Copy the lines below, starting at the first one and ending with the line that contains "507 64 L 489". Leave any pictures out of your copy.

[Stored items from a collection]
* * * *

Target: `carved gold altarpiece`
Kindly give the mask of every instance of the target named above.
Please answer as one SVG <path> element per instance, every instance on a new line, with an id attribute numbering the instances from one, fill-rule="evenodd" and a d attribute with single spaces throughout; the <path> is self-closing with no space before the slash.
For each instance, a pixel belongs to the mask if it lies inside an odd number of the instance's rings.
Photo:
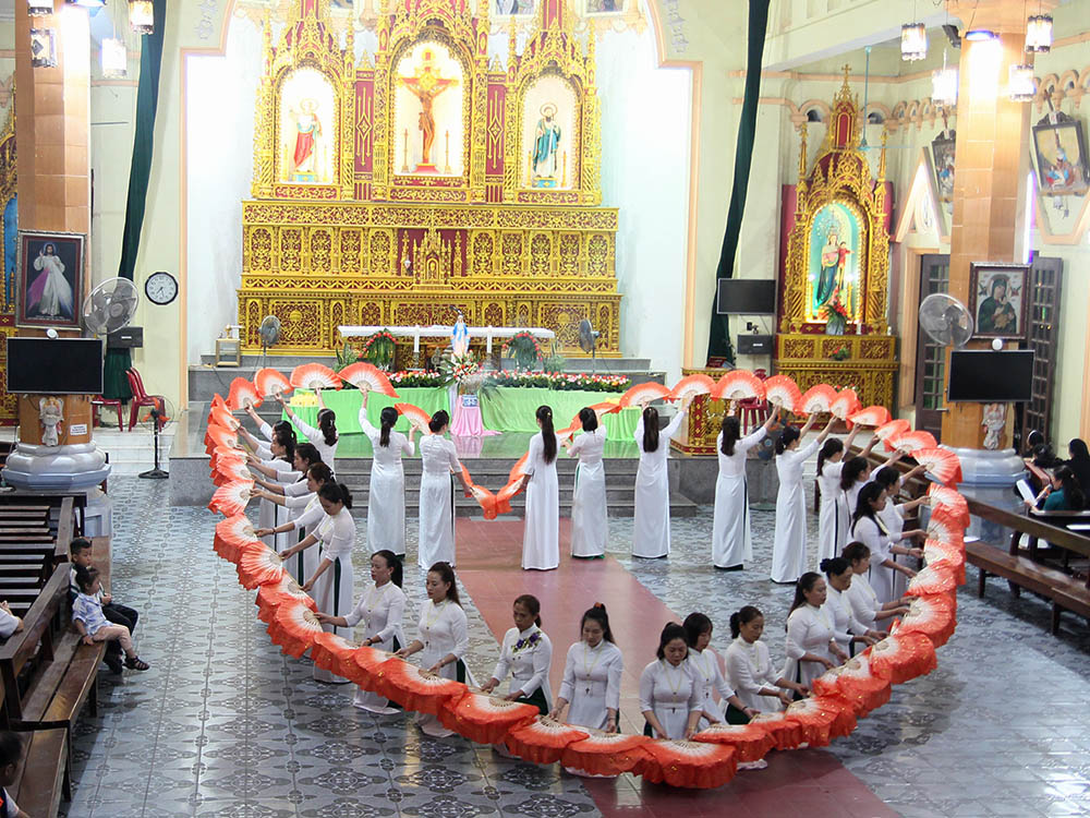
<path id="1" fill-rule="evenodd" d="M 774 365 L 802 390 L 819 383 L 851 386 L 864 405 L 893 409 L 897 339 L 886 318 L 892 191 L 885 182 L 884 145 L 877 178 L 871 176 L 861 148 L 859 99 L 847 76 L 846 69 L 824 145 L 809 175 L 801 131 Z M 828 334 L 841 323 L 829 313 L 834 305 L 846 313 L 841 335 Z"/>
<path id="2" fill-rule="evenodd" d="M 507 64 L 489 63 L 489 2 L 383 3 L 378 49 L 356 62 L 299 0 L 274 46 L 266 22 L 254 199 L 242 203 L 240 337 L 277 315 L 284 353 L 329 354 L 337 326 L 578 326 L 620 354 L 616 208 L 601 207 L 594 38 L 543 0 Z M 426 97 L 426 103 L 425 103 Z"/>

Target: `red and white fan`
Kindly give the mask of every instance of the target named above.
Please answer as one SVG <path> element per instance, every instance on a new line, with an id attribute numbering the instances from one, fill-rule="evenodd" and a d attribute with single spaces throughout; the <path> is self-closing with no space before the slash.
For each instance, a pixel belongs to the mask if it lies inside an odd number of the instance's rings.
<path id="1" fill-rule="evenodd" d="M 836 400 L 833 401 L 828 410 L 840 420 L 847 420 L 858 412 L 862 406 L 855 389 L 840 389 L 836 394 Z"/>
<path id="2" fill-rule="evenodd" d="M 360 392 L 367 389 L 368 392 L 385 395 L 388 398 L 398 397 L 397 392 L 393 390 L 393 384 L 390 383 L 390 378 L 374 364 L 361 361 L 346 366 L 339 374 L 342 381 L 352 384 Z"/>
<path id="3" fill-rule="evenodd" d="M 869 406 L 848 416 L 848 420 L 860 426 L 877 429 L 889 422 L 889 410 L 884 406 Z"/>
<path id="4" fill-rule="evenodd" d="M 590 737 L 582 727 L 538 715 L 529 724 L 511 730 L 504 738 L 507 748 L 519 758 L 538 765 L 560 760 L 565 747 Z"/>
<path id="5" fill-rule="evenodd" d="M 242 514 L 250 504 L 250 493 L 254 490 L 253 480 L 239 480 L 219 486 L 211 495 L 208 509 L 219 512 L 225 517 Z"/>
<path id="6" fill-rule="evenodd" d="M 317 611 L 318 606 L 311 599 L 311 596 L 299 587 L 299 584 L 290 574 L 284 574 L 279 582 L 268 582 L 257 587 L 257 597 L 254 604 L 257 605 L 257 618 L 266 625 L 272 622 L 277 608 L 281 603 L 300 602 L 312 611 Z"/>
<path id="7" fill-rule="evenodd" d="M 936 666 L 935 646 L 923 634 L 903 633 L 896 625 L 889 636 L 867 650 L 871 666 L 895 685 L 925 676 Z"/>
<path id="8" fill-rule="evenodd" d="M 802 405 L 802 393 L 799 392 L 799 385 L 787 375 L 773 375 L 764 382 L 764 399 L 773 406 L 794 412 Z"/>
<path id="9" fill-rule="evenodd" d="M 651 402 L 652 400 L 669 400 L 670 390 L 667 389 L 662 384 L 656 384 L 653 381 L 649 381 L 645 384 L 635 384 L 634 386 L 629 386 L 628 390 L 620 396 L 620 407 L 630 406 L 641 406 L 644 402 Z"/>
<path id="10" fill-rule="evenodd" d="M 936 648 L 943 647 L 957 627 L 957 598 L 953 593 L 918 597 L 900 621 L 903 634 L 923 634 Z"/>
<path id="11" fill-rule="evenodd" d="M 397 409 L 398 413 L 405 418 L 411 425 L 416 426 L 416 429 L 424 434 L 432 434 L 432 430 L 427 428 L 427 424 L 432 422 L 432 416 L 419 406 L 414 406 L 413 404 L 395 404 L 393 408 Z"/>
<path id="12" fill-rule="evenodd" d="M 264 366 L 254 373 L 254 386 L 257 389 L 257 394 L 263 398 L 275 398 L 277 395 L 287 395 L 293 388 L 291 382 L 283 376 L 283 373 L 271 366 Z"/>
<path id="13" fill-rule="evenodd" d="M 291 371 L 290 383 L 296 389 L 339 389 L 340 376 L 320 363 L 301 363 Z"/>
<path id="14" fill-rule="evenodd" d="M 277 605 L 268 630 L 272 643 L 279 645 L 284 653 L 295 659 L 310 650 L 315 637 L 323 633 L 314 611 L 299 601 Z"/>
<path id="15" fill-rule="evenodd" d="M 829 412 L 834 400 L 836 400 L 836 389 L 828 384 L 816 384 L 802 393 L 799 411 L 803 414 Z"/>
<path id="16" fill-rule="evenodd" d="M 727 744 L 735 748 L 735 759 L 738 763 L 759 761 L 776 746 L 776 739 L 767 727 L 758 723 L 727 724 L 719 722 L 697 733 L 693 738 L 710 744 Z"/>
<path id="17" fill-rule="evenodd" d="M 912 424 L 903 418 L 897 418 L 875 429 L 874 436 L 885 443 L 886 448 L 892 449 L 893 446 L 889 445 L 889 438 L 897 437 L 910 431 L 912 431 Z"/>
<path id="18" fill-rule="evenodd" d="M 259 585 L 279 582 L 283 579 L 283 563 L 272 549 L 247 546 L 239 557 L 239 581 L 243 588 L 253 590 Z"/>
<path id="19" fill-rule="evenodd" d="M 714 790 L 735 777 L 735 748 L 704 742 L 647 742 L 640 747 L 650 759 L 640 773 L 656 784 Z"/>
<path id="20" fill-rule="evenodd" d="M 710 378 L 707 375 L 702 375 L 700 373 L 695 375 L 686 375 L 674 384 L 674 388 L 670 389 L 670 400 L 691 400 L 698 395 L 707 395 L 714 388 L 715 381 Z"/>
<path id="21" fill-rule="evenodd" d="M 647 761 L 644 747 L 651 744 L 645 735 L 603 733 L 593 731 L 579 742 L 569 744 L 560 754 L 560 763 L 591 775 L 620 775 L 640 772 Z"/>
<path id="22" fill-rule="evenodd" d="M 912 454 L 918 448 L 934 448 L 938 444 L 931 432 L 905 432 L 886 438 L 886 446 L 904 452 L 906 455 Z"/>
<path id="23" fill-rule="evenodd" d="M 889 677 L 875 672 L 860 653 L 815 678 L 810 689 L 815 696 L 843 699 L 862 718 L 889 700 Z"/>
<path id="24" fill-rule="evenodd" d="M 471 742 L 498 744 L 508 732 L 529 724 L 537 715 L 533 705 L 467 690 L 460 699 L 450 699 L 443 706 L 439 723 Z"/>
<path id="25" fill-rule="evenodd" d="M 405 710 L 438 715 L 450 699 L 461 698 L 465 685 L 438 676 L 401 659 L 384 662 L 375 674 L 375 693 Z"/>
<path id="26" fill-rule="evenodd" d="M 713 400 L 764 400 L 764 381 L 749 370 L 734 370 L 708 393 Z"/>
<path id="27" fill-rule="evenodd" d="M 924 432 L 924 434 L 927 434 Z M 943 485 L 961 482 L 961 458 L 948 448 L 913 448 L 912 458 Z"/>

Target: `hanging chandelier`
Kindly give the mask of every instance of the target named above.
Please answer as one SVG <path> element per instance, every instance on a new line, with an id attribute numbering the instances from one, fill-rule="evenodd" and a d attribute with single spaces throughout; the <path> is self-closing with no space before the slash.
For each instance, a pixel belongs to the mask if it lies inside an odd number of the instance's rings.
<path id="1" fill-rule="evenodd" d="M 155 31 L 152 0 L 129 0 L 129 27 L 136 34 L 152 34 Z"/>
<path id="2" fill-rule="evenodd" d="M 1007 95 L 1012 103 L 1032 103 L 1037 82 L 1032 65 L 1012 65 L 1007 71 Z"/>
<path id="3" fill-rule="evenodd" d="M 129 52 L 120 39 L 108 37 L 102 40 L 102 76 L 108 80 L 123 80 L 129 73 Z"/>
<path id="4" fill-rule="evenodd" d="M 928 56 L 928 31 L 923 23 L 905 23 L 900 27 L 900 59 L 922 60 Z"/>
<path id="5" fill-rule="evenodd" d="M 1026 21 L 1026 50 L 1029 53 L 1049 53 L 1052 50 L 1052 17 L 1034 14 Z"/>

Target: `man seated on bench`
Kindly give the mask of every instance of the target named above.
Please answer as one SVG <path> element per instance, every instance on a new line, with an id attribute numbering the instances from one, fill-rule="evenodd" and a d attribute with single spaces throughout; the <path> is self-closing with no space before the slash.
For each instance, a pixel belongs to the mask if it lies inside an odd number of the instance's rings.
<path id="1" fill-rule="evenodd" d="M 75 602 L 80 594 L 80 587 L 75 582 L 76 568 L 89 568 L 92 566 L 92 544 L 85 537 L 73 537 L 69 545 L 69 553 L 72 557 L 72 572 L 69 576 L 69 601 Z M 102 603 L 102 614 L 114 625 L 122 625 L 129 628 L 129 633 L 136 633 L 136 621 L 140 614 L 133 609 L 118 604 L 113 597 L 105 591 L 98 592 L 98 600 Z M 121 673 L 121 646 L 118 641 L 111 640 L 106 646 L 106 664 L 114 673 Z"/>
<path id="2" fill-rule="evenodd" d="M 11 612 L 7 602 L 0 602 L 0 639 L 7 639 L 22 629 L 23 619 Z M 4 818 L 3 813 L 0 813 L 0 818 Z"/>
<path id="3" fill-rule="evenodd" d="M 84 643 L 94 645 L 116 639 L 121 642 L 121 650 L 125 652 L 125 667 L 146 671 L 150 665 L 136 655 L 129 628 L 124 625 L 111 625 L 102 613 L 102 603 L 98 601 L 98 591 L 101 588 L 98 581 L 98 568 L 77 568 L 75 581 L 80 586 L 80 594 L 72 603 L 72 622 L 83 636 Z M 112 665 L 110 670 L 113 670 Z M 114 673 L 120 672 L 119 665 Z"/>
<path id="4" fill-rule="evenodd" d="M 15 805 L 4 789 L 15 783 L 15 773 L 22 758 L 23 742 L 19 733 L 0 731 L 0 818 L 31 818 Z"/>

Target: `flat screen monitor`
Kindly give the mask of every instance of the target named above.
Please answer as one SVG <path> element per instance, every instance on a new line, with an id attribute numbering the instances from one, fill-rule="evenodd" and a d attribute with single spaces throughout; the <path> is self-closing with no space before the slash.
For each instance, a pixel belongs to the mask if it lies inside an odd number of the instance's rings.
<path id="1" fill-rule="evenodd" d="M 776 314 L 775 279 L 720 278 L 717 293 L 720 315 Z"/>
<path id="2" fill-rule="evenodd" d="M 950 402 L 1016 404 L 1033 397 L 1033 350 L 955 349 L 950 352 Z"/>
<path id="3" fill-rule="evenodd" d="M 8 392 L 13 395 L 101 395 L 98 338 L 8 338 Z"/>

* * * *

#### The result:
Target: `carved gold altarpiece`
Kindly give the mask of every instance of the target named above.
Please answer as one SVG <path> element per instance, every instance on a new line, with an id attribute numbering the instances from one, fill-rule="evenodd" and a d attribute with single spaces throughout; the <path> is self-closing with no space before the slash.
For each instance, a pixel belongs to the mask if it lies inside an odd number of the instance's rings.
Photo:
<path id="1" fill-rule="evenodd" d="M 774 365 L 802 390 L 819 383 L 851 386 L 864 405 L 893 409 L 897 339 L 886 318 L 892 191 L 885 182 L 884 145 L 877 178 L 871 176 L 861 148 L 859 99 L 847 76 L 846 69 L 824 145 L 809 175 L 801 131 Z M 828 334 L 841 323 L 829 313 L 834 305 L 846 313 L 841 335 Z"/>
<path id="2" fill-rule="evenodd" d="M 507 64 L 489 63 L 489 2 L 383 3 L 378 49 L 356 62 L 299 0 L 274 46 L 266 22 L 254 199 L 242 203 L 240 337 L 277 315 L 284 353 L 329 354 L 337 326 L 578 326 L 620 354 L 616 208 L 601 207 L 594 38 L 543 0 Z M 426 97 L 426 103 L 425 103 Z"/>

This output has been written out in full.